What the task requires: Reproduce each of the rows below word for word, and leave the pictures out of your answer.
::: Recorded information
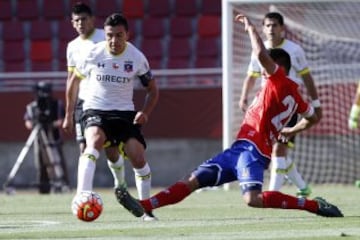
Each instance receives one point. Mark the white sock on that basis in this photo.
(277, 176)
(118, 171)
(294, 176)
(143, 181)
(86, 169)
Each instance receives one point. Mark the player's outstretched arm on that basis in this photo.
(151, 100)
(257, 44)
(305, 123)
(72, 88)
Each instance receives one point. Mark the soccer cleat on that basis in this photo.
(149, 217)
(305, 192)
(327, 209)
(128, 202)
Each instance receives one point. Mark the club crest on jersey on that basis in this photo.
(115, 66)
(101, 65)
(128, 66)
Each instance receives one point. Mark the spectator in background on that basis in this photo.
(282, 165)
(48, 113)
(353, 121)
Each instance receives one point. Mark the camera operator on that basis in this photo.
(48, 112)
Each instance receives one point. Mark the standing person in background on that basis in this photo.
(249, 156)
(83, 22)
(282, 165)
(353, 120)
(355, 111)
(111, 68)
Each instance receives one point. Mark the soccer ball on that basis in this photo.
(87, 206)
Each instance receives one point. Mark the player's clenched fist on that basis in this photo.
(243, 19)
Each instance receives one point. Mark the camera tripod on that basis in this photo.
(50, 155)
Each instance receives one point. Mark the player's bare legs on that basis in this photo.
(95, 138)
(116, 165)
(136, 154)
(283, 166)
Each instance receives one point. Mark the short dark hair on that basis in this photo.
(80, 8)
(281, 57)
(116, 19)
(275, 15)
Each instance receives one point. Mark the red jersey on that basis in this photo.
(275, 104)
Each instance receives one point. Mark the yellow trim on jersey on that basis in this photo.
(304, 71)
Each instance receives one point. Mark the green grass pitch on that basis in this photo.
(211, 214)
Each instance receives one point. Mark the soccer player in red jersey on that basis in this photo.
(249, 156)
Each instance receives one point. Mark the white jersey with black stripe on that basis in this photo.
(78, 49)
(111, 78)
(299, 65)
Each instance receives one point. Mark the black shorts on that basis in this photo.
(117, 125)
(79, 127)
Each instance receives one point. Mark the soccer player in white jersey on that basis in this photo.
(282, 165)
(111, 68)
(83, 22)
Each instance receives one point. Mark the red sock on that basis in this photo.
(274, 199)
(171, 195)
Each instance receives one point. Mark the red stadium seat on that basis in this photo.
(5, 10)
(153, 27)
(211, 7)
(87, 2)
(185, 8)
(133, 8)
(133, 29)
(152, 47)
(181, 27)
(42, 66)
(53, 10)
(41, 51)
(18, 66)
(159, 8)
(103, 9)
(41, 30)
(13, 51)
(207, 62)
(153, 51)
(209, 26)
(66, 32)
(179, 48)
(13, 31)
(61, 53)
(178, 63)
(27, 9)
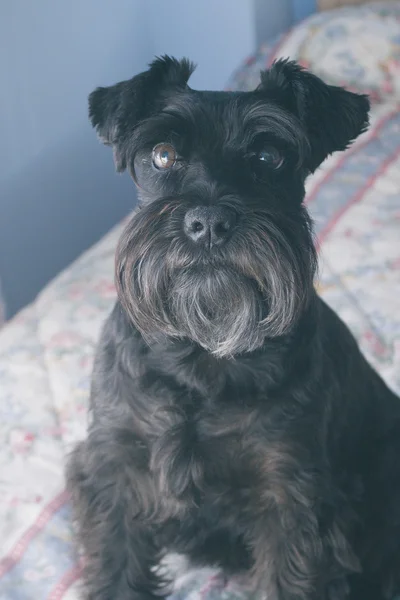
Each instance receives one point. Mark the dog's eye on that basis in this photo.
(164, 156)
(270, 157)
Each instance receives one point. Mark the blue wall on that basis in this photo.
(58, 189)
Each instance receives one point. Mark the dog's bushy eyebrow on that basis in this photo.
(267, 118)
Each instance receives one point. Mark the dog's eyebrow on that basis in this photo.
(264, 117)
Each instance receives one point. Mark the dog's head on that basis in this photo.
(221, 250)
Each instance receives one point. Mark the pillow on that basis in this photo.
(355, 46)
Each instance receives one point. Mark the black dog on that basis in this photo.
(234, 418)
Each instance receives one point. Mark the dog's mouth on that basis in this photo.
(227, 301)
(218, 308)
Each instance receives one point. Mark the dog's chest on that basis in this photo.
(201, 452)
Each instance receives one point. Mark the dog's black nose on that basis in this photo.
(209, 225)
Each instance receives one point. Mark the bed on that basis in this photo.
(46, 352)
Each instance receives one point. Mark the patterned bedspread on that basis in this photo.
(46, 356)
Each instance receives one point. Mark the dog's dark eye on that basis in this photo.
(270, 157)
(164, 156)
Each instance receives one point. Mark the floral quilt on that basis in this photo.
(46, 356)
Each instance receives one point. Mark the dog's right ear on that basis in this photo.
(115, 111)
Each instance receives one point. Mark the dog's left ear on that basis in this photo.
(115, 111)
(332, 116)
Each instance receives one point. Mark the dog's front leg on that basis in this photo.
(299, 535)
(114, 504)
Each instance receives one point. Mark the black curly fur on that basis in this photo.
(234, 419)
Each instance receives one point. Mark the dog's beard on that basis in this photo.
(228, 304)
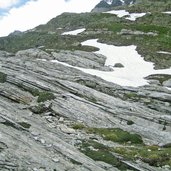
::::::
Written answer:
Each instance receives one point. Mark the white sock on that basis in this photo.
(277, 176)
(118, 171)
(294, 176)
(143, 181)
(86, 169)
Each instance receives one point. Mark the player's outstretched arm on that basis in this photo.
(151, 100)
(257, 44)
(305, 123)
(72, 88)
Each instance receives one point. Mark the soccer cleat on that basis in this photo.
(149, 217)
(305, 192)
(327, 209)
(128, 202)
Each instance receives one point. Mark the club crest on jersey on that basis in this photo.
(115, 66)
(101, 65)
(128, 66)
Each instance receives one point. Mark the spectator in background on that basis in this photo.
(282, 165)
(48, 113)
(353, 121)
Each instance receives one point. Mark the camera operator on that basis in this photo.
(48, 112)
Each instance receives one point. Mark the standing person in background on that basis in this photo.
(249, 156)
(83, 22)
(282, 165)
(353, 120)
(355, 111)
(111, 68)
Each instance receives one point. Mark the soccer ball on that basis in this photo.
(87, 206)
Each instance receives one point. Mark the player's clenched fist on that basis in this photo.
(243, 19)
Each instance receives one point. Mark the camera tripod on that basis in this photo.
(50, 155)
Each instance receives one point. Mark the player's bare legs on that basis in this photo.
(95, 138)
(116, 165)
(136, 154)
(283, 166)
Each instance receives one point. Mark the short dark hair on that basis in this photo.
(80, 8)
(281, 57)
(116, 19)
(275, 15)
Each instance receives one point. Mark the red jersey on that basis in this photo.
(275, 104)
Each instance receives one point. Mark the yellow trim on jersey on that basis in this photo.
(304, 71)
Each instance receives one point. Mark the green grass pitch on that basis in this photo.
(211, 214)
Each instance receives one point. Mark the soccer player in red jersey on that basis in this photo.
(249, 156)
Each instance receives one point. Mark the white jersey with black stripe on that basis in this photo.
(78, 49)
(111, 78)
(299, 65)
Each instance receives one point. Mark the black shorts on that basis in this photo.
(117, 125)
(79, 127)
Each instance receives one point. Mark the soccer player in white jersey on that basis in this photo.
(282, 165)
(111, 68)
(83, 22)
Each instance receives one point. Mark the red sock on that basis in this photo.
(274, 199)
(171, 195)
Each instance receives one point. Mark the red stadium seat on that basis in this photo.
(5, 10)
(153, 27)
(211, 7)
(87, 2)
(185, 8)
(133, 8)
(133, 29)
(152, 47)
(181, 27)
(42, 66)
(53, 10)
(41, 51)
(18, 66)
(159, 8)
(103, 9)
(41, 30)
(13, 51)
(207, 62)
(153, 51)
(209, 26)
(66, 32)
(179, 48)
(13, 31)
(61, 53)
(178, 63)
(27, 9)
Each instance receives one point. Mark the dog's eye on that basis in this photo.
(164, 156)
(270, 157)
Each instance receives one point. Mark the blue wall on that basis in this photo.
(58, 189)
Each instance receives one point. Mark the dog's bushy eyebrow on that basis in this photo.
(267, 118)
Each instance receives one point. Mark the dog's eyebrow on that basis in this photo.
(264, 117)
Each instance receives one point. Mark the dog's head on that basis in this photo.
(221, 250)
Each instance receives one point. Mark the pillow on that basis in this photo.
(355, 46)
Each instance receives one point. Mark the black dog on that basis in this photo.
(234, 418)
Each instance receives one point. Mark the dog's mouth on that basis in this photo.
(227, 301)
(218, 308)
Each instance receives one point. Mark the dog's chest on that basis in this photo.
(201, 452)
Each instance receives one point. Mark the dog's black nose on that basis in this photo.
(209, 225)
Each instance receives one point. Mark the bed on that basis in this photo.
(46, 352)
Each instance receives one point. Mark the patterned bedspread on that basis in this photo.
(46, 356)
Each instance receives one point. Mark the dog's dark eye on that basis in this photo.
(270, 157)
(164, 156)
Each instance receives one point. Mark the floral quilt on that basis in this photo.
(46, 356)
Each instance receives one point. Mark the dog's right ear on that basis in this photo.
(115, 111)
Each instance receives one point. Mark the dog's left ear on that basis in this photo.
(115, 111)
(332, 116)
Each instance receives one point. Mark the dog's front leg on that basis in this photo.
(299, 535)
(114, 504)
Each instance receives one point. Mark the black curly fur on that basis in this photo.
(234, 419)
Each instance receives one point. Mark the dog's beard on that basis in this photo.
(228, 304)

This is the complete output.